• **Data lines**:
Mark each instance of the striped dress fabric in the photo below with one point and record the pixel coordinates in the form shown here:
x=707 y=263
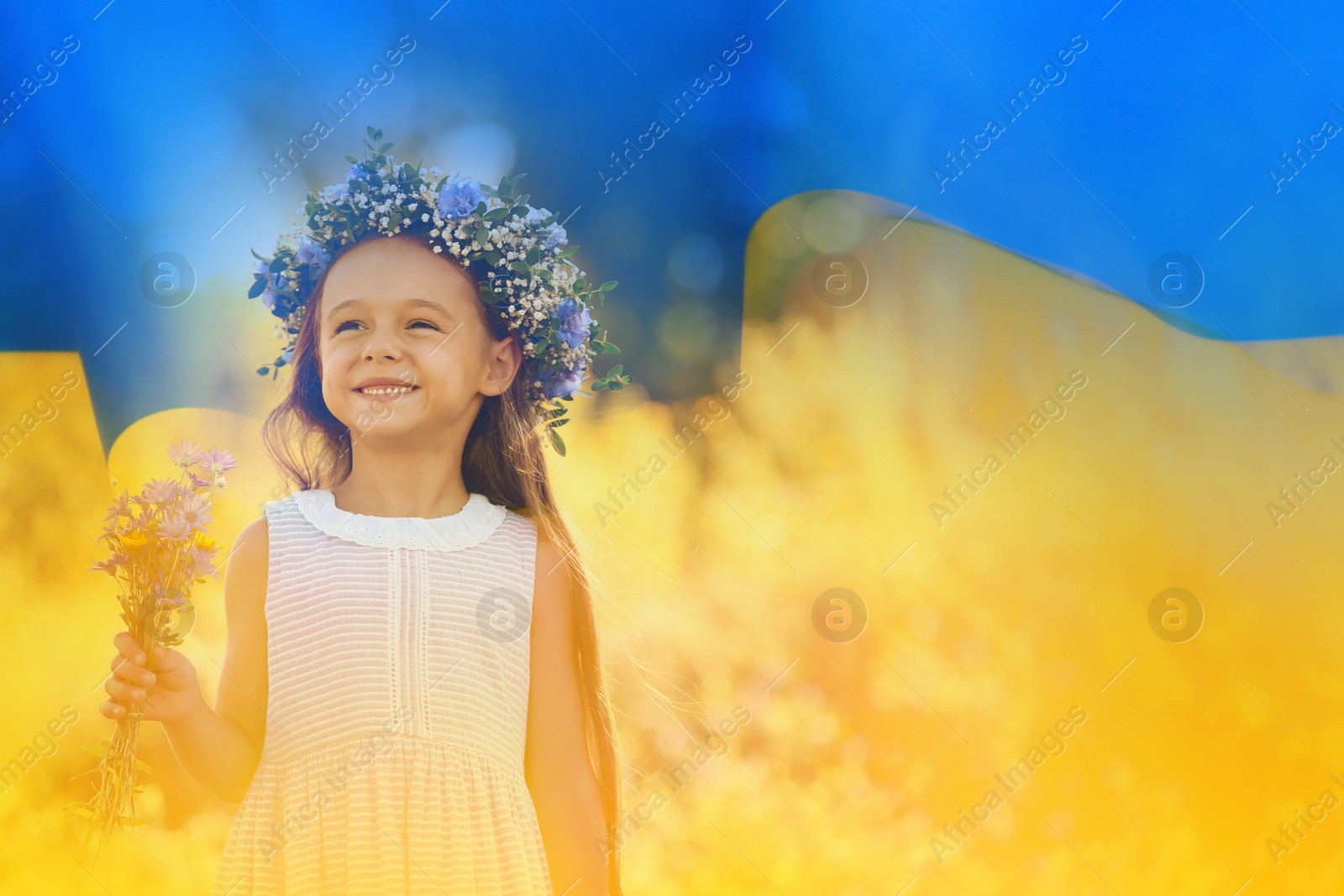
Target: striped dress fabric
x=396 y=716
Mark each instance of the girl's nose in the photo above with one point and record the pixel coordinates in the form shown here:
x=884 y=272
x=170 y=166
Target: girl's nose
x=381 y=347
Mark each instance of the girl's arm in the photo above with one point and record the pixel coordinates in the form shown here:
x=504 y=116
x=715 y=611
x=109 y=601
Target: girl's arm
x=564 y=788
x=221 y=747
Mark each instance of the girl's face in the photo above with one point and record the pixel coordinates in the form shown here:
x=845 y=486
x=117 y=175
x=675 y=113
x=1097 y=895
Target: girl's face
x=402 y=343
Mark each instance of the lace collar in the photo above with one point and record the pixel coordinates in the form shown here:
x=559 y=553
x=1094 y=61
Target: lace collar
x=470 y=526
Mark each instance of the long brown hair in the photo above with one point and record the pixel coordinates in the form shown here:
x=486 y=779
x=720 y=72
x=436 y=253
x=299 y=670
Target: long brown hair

• **Objective**: Reproduce all of the entries above word for word, leaving out the picture.

• **Task output**:
Mark each instance of the striped dress fabric in the photo below with one point and record the pixel coordinates in the form shown here:
x=707 y=263
Target: striped dress fabric
x=396 y=716
Mark each instance of the girl's nose in the photo above with one point and record the pixel coordinates in the form shown here:
x=884 y=272
x=170 y=166
Target: girl's nose
x=381 y=347
Mark each instance of the girl's arm in the photo above with one point and record the pixel coordinates in the form shown here:
x=504 y=116
x=715 y=611
x=109 y=601
Target: girl's arm
x=564 y=788
x=221 y=747
Mark each instance of the girl's face in the photo above with one point and record the pixel coordinates in the form shown here:
x=845 y=486
x=117 y=175
x=675 y=113
x=1097 y=895
Target: girl's face
x=402 y=343
Mark each instance of the lace collar in the photo above with one point and record the pixel coordinates in the form shown here:
x=559 y=553
x=1094 y=61
Target: lace collar
x=470 y=526
Mark each instance of the long brown hair in the photo above with one point and record the pixel coordinates in the form shown here:
x=486 y=779
x=720 y=72
x=436 y=253
x=299 y=670
Target: long brown hair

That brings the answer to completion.